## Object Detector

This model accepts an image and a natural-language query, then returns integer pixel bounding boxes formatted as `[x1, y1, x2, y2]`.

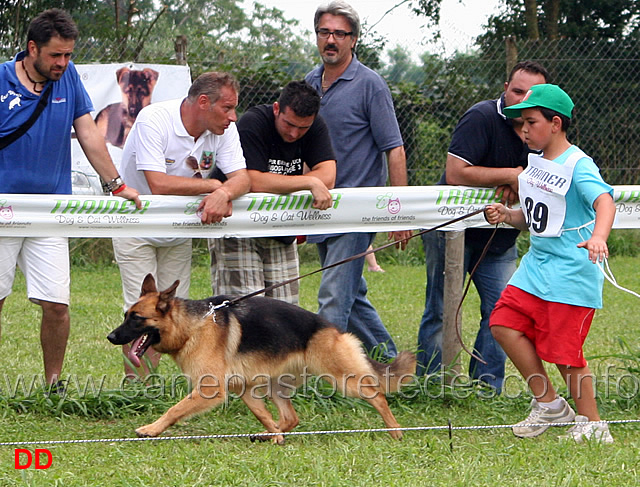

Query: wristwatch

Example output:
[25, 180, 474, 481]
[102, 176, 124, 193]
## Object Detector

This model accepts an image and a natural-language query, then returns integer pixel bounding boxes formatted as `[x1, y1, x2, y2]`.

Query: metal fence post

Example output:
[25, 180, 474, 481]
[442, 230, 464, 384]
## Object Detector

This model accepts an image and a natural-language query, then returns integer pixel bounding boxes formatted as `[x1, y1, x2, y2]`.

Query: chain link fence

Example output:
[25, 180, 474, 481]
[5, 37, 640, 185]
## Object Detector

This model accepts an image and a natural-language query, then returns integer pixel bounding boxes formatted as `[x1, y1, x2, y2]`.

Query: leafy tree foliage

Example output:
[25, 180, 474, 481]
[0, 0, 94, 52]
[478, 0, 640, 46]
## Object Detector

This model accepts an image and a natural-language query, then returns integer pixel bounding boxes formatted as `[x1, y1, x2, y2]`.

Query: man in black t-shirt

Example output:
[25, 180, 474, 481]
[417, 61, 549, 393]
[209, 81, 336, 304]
================================
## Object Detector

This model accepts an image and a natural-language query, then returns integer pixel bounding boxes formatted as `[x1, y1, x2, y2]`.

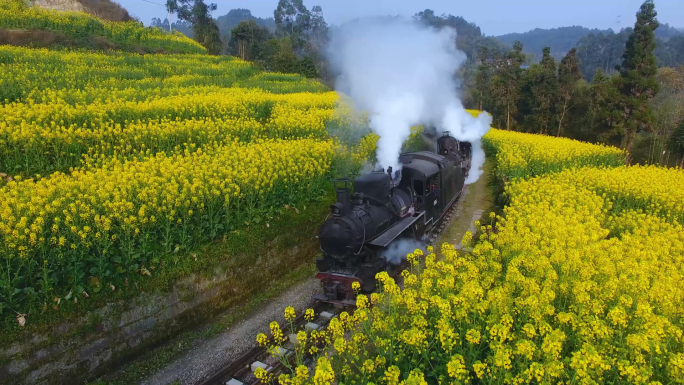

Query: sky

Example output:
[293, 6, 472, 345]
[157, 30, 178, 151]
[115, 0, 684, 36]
================================
§ EXERCISE DETAILS: Show every line of the listing above that contains the string "fence", copying each line in full.

§ CORRECT ANSWER:
Query: metal fence post
Query: chain link fence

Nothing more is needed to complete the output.